• **YOUR OBJECTIVE**:
Check each line of the data, and copy those where "grey" appears.

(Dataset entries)
= Beginning of Section =

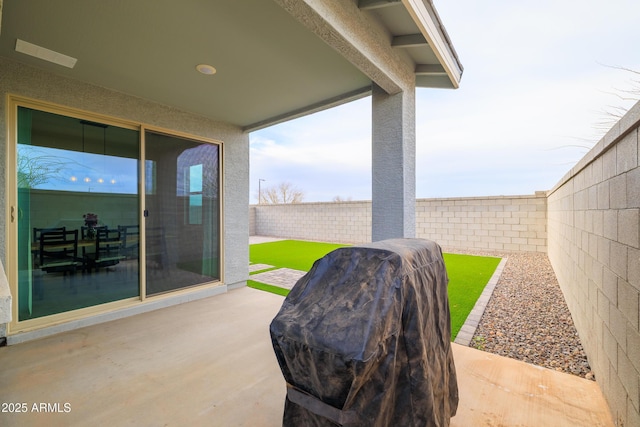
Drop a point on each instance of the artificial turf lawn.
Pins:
(468, 275)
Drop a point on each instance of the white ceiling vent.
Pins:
(45, 54)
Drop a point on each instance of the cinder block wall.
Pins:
(594, 247)
(344, 222)
(504, 223)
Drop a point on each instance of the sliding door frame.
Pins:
(12, 212)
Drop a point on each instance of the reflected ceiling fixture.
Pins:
(206, 69)
(104, 147)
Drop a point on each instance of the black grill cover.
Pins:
(363, 339)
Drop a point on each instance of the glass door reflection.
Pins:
(78, 208)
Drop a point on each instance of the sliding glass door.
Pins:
(107, 212)
(182, 180)
(77, 188)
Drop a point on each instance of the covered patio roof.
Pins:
(273, 60)
(210, 362)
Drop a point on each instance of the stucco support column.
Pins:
(393, 164)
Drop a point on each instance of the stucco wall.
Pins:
(26, 81)
(504, 223)
(594, 247)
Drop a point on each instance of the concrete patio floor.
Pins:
(210, 363)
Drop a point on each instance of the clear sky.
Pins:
(537, 87)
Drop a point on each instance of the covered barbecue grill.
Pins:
(363, 339)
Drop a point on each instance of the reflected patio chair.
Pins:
(156, 249)
(130, 236)
(35, 245)
(58, 251)
(107, 249)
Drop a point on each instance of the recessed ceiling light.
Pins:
(206, 69)
(45, 54)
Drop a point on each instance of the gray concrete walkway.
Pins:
(210, 363)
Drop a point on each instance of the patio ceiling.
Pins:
(270, 67)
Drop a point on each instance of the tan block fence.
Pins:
(503, 223)
(588, 224)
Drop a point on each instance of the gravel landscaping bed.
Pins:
(528, 319)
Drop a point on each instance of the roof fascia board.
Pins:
(410, 40)
(357, 38)
(376, 4)
(314, 108)
(440, 44)
(430, 70)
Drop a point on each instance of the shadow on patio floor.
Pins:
(210, 362)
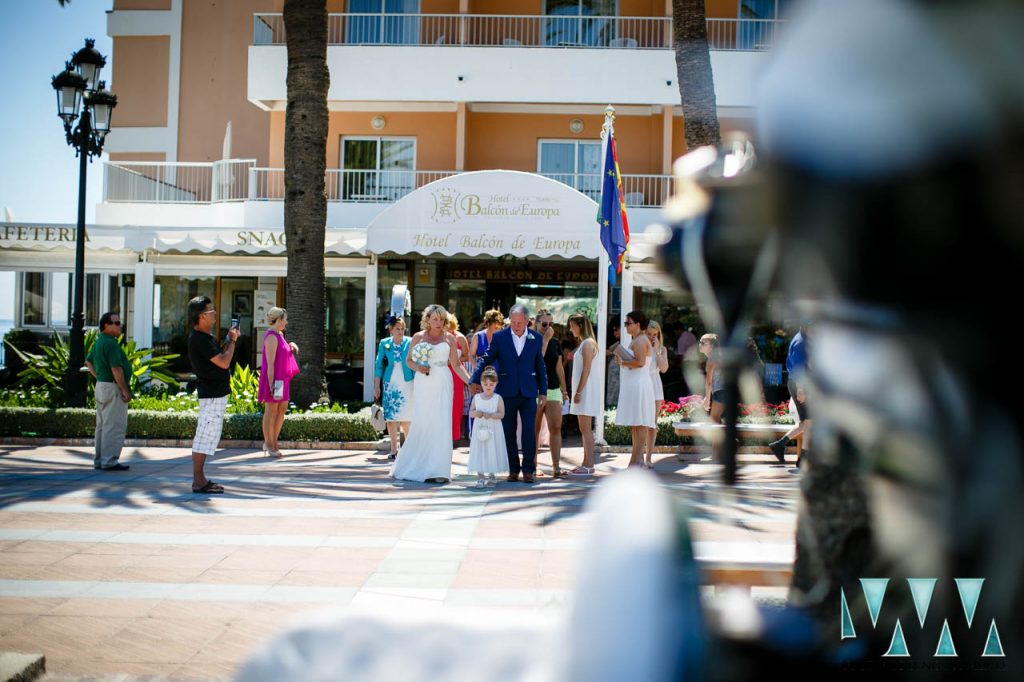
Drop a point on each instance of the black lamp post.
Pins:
(79, 87)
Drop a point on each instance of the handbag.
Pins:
(377, 417)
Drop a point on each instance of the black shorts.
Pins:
(801, 407)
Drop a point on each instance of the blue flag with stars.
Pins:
(611, 213)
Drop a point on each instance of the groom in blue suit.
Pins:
(522, 383)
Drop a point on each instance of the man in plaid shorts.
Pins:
(210, 363)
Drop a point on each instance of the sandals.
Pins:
(209, 488)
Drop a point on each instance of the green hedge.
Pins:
(622, 435)
(80, 423)
(338, 427)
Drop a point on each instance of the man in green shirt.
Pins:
(109, 364)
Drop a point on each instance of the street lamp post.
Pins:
(79, 87)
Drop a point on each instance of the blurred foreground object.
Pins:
(894, 161)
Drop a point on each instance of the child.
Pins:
(487, 455)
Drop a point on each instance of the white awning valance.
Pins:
(50, 237)
(251, 242)
(489, 213)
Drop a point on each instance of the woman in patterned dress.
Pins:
(397, 379)
(460, 391)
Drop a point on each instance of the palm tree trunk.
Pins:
(305, 200)
(696, 85)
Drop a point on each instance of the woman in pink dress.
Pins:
(276, 370)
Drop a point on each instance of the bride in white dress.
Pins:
(427, 453)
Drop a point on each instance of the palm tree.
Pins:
(305, 201)
(696, 85)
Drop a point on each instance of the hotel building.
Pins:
(463, 159)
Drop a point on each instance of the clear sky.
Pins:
(39, 176)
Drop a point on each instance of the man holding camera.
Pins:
(210, 361)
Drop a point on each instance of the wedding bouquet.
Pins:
(482, 430)
(421, 353)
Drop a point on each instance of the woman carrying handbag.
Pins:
(396, 395)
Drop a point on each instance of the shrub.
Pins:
(81, 423)
(48, 367)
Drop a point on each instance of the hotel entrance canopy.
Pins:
(489, 213)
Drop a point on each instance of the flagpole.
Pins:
(602, 293)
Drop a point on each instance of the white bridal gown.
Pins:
(427, 453)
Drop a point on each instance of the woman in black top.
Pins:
(556, 389)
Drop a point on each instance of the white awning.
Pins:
(250, 241)
(489, 213)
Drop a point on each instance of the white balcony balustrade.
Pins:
(235, 180)
(520, 31)
(176, 182)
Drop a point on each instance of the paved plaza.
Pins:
(131, 574)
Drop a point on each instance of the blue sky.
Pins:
(39, 177)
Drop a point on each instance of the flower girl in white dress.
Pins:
(487, 455)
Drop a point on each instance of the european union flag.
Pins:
(611, 214)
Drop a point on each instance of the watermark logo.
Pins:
(922, 590)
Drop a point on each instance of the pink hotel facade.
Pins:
(423, 92)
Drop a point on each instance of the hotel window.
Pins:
(170, 310)
(580, 23)
(34, 299)
(345, 315)
(383, 23)
(763, 8)
(759, 33)
(47, 299)
(377, 169)
(572, 162)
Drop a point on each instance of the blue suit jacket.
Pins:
(517, 375)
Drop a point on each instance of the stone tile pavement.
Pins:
(131, 574)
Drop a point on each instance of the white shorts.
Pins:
(211, 422)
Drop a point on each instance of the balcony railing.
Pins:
(520, 31)
(235, 180)
(177, 182)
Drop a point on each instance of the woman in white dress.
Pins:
(658, 366)
(636, 391)
(427, 453)
(587, 386)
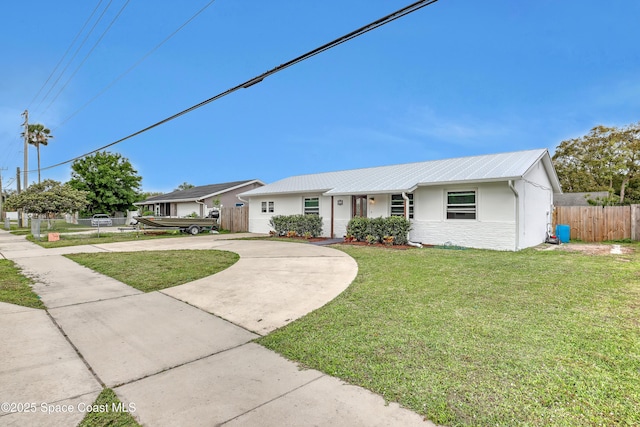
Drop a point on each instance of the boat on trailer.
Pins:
(185, 225)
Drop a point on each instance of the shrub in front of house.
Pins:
(303, 225)
(367, 229)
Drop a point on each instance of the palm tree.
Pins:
(38, 135)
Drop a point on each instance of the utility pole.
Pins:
(19, 191)
(26, 148)
(1, 194)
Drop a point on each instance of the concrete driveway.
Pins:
(182, 356)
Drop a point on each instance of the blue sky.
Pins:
(457, 78)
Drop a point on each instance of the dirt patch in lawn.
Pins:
(590, 248)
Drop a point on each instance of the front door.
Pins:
(359, 204)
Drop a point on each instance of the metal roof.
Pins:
(197, 193)
(406, 177)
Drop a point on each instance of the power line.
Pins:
(65, 53)
(87, 55)
(142, 59)
(74, 54)
(253, 81)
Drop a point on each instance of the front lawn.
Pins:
(155, 270)
(102, 238)
(479, 338)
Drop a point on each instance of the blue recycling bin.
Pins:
(563, 231)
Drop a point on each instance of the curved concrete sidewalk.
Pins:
(165, 354)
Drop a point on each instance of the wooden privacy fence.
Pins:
(599, 223)
(235, 219)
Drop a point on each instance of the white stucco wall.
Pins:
(536, 199)
(493, 228)
(285, 205)
(184, 209)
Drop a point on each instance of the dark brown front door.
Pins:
(359, 204)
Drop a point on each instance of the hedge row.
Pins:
(301, 224)
(376, 229)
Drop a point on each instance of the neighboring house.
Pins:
(198, 199)
(578, 199)
(500, 201)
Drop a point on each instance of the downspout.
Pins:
(201, 208)
(515, 192)
(332, 233)
(406, 215)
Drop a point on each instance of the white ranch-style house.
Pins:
(499, 201)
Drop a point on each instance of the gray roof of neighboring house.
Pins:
(406, 177)
(198, 193)
(578, 199)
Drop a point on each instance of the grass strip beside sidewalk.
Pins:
(16, 288)
(155, 270)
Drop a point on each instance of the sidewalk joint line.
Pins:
(210, 313)
(272, 400)
(153, 374)
(66, 337)
(98, 300)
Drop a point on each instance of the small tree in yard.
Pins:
(48, 198)
(109, 179)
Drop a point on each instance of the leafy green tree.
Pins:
(110, 180)
(606, 159)
(38, 135)
(184, 186)
(47, 198)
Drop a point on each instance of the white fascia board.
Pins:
(351, 193)
(468, 182)
(284, 193)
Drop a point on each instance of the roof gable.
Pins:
(406, 177)
(198, 193)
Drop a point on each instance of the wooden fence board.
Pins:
(599, 223)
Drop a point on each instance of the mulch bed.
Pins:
(378, 245)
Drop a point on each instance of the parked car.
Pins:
(101, 220)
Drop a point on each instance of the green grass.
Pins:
(16, 288)
(155, 270)
(109, 412)
(94, 239)
(479, 338)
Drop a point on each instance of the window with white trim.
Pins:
(312, 206)
(397, 205)
(267, 207)
(461, 204)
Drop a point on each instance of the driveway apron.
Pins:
(182, 356)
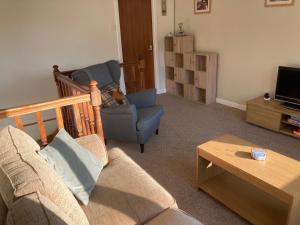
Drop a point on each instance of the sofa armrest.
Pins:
(120, 123)
(143, 99)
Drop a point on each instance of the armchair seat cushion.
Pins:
(124, 194)
(148, 117)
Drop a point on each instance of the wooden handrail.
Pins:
(42, 106)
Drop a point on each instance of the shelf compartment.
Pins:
(171, 86)
(250, 202)
(201, 79)
(189, 61)
(201, 63)
(200, 95)
(169, 59)
(183, 44)
(170, 73)
(189, 91)
(184, 76)
(190, 76)
(179, 60)
(169, 44)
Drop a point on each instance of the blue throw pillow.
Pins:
(78, 168)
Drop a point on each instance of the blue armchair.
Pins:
(135, 122)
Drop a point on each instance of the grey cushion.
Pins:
(78, 167)
(115, 70)
(148, 116)
(98, 72)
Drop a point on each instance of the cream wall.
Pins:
(252, 41)
(35, 34)
(164, 25)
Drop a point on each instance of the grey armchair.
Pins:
(136, 122)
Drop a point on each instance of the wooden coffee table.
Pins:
(262, 192)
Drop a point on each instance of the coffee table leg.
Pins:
(294, 214)
(206, 170)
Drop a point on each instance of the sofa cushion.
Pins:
(115, 70)
(35, 209)
(78, 168)
(3, 211)
(96, 146)
(175, 217)
(98, 72)
(23, 172)
(149, 116)
(125, 194)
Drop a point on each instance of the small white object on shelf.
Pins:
(258, 154)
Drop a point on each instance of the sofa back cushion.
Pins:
(35, 209)
(78, 168)
(99, 72)
(115, 70)
(23, 172)
(96, 146)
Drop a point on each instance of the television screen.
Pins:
(288, 84)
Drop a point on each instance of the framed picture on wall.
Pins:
(279, 2)
(202, 6)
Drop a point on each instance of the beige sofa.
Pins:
(31, 193)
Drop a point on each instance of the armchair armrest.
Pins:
(122, 109)
(119, 123)
(143, 99)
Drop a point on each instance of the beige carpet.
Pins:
(170, 157)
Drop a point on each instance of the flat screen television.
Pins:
(288, 86)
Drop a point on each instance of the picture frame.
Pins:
(202, 6)
(270, 3)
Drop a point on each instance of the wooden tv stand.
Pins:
(271, 115)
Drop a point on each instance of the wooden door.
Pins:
(137, 42)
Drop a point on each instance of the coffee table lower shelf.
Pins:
(245, 199)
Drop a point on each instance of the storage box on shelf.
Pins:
(190, 74)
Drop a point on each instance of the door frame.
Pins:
(155, 43)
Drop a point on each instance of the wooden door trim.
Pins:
(155, 43)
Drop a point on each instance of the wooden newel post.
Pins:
(55, 70)
(96, 102)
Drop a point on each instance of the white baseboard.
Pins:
(161, 91)
(231, 104)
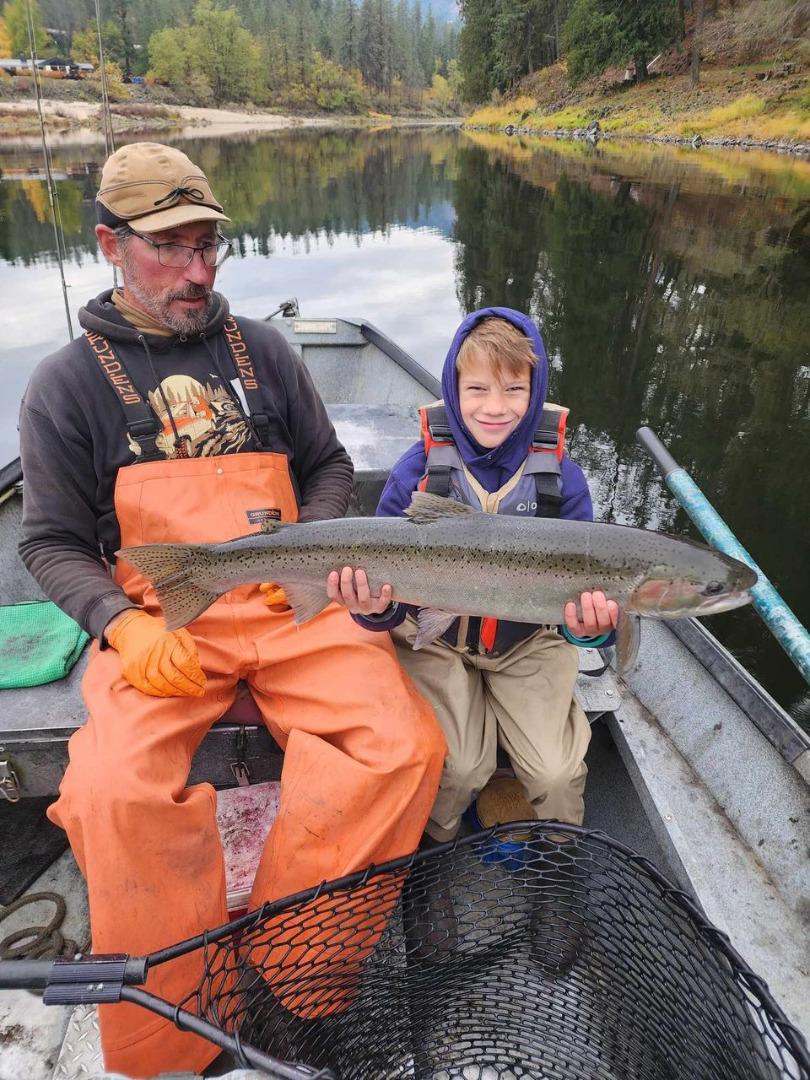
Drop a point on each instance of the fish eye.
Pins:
(712, 589)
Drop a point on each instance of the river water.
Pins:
(672, 287)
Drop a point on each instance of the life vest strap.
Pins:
(143, 426)
(258, 418)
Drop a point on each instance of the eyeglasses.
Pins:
(179, 256)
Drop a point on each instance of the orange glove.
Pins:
(274, 596)
(154, 662)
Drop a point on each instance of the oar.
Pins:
(775, 613)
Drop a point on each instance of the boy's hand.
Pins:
(599, 616)
(350, 590)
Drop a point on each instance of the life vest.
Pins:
(537, 494)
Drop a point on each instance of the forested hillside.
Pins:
(502, 41)
(309, 54)
(723, 71)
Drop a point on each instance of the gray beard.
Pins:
(186, 323)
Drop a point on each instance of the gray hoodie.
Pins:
(73, 441)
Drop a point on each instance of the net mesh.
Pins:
(527, 952)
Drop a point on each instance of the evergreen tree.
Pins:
(598, 32)
(15, 16)
(476, 49)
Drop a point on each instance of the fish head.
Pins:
(717, 583)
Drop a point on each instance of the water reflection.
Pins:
(671, 287)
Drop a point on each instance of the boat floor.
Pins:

= End of Section =

• **RESULT**:
Drop a point on each instance of the grey cushion.
Drop a point on each instance of the grey armchair.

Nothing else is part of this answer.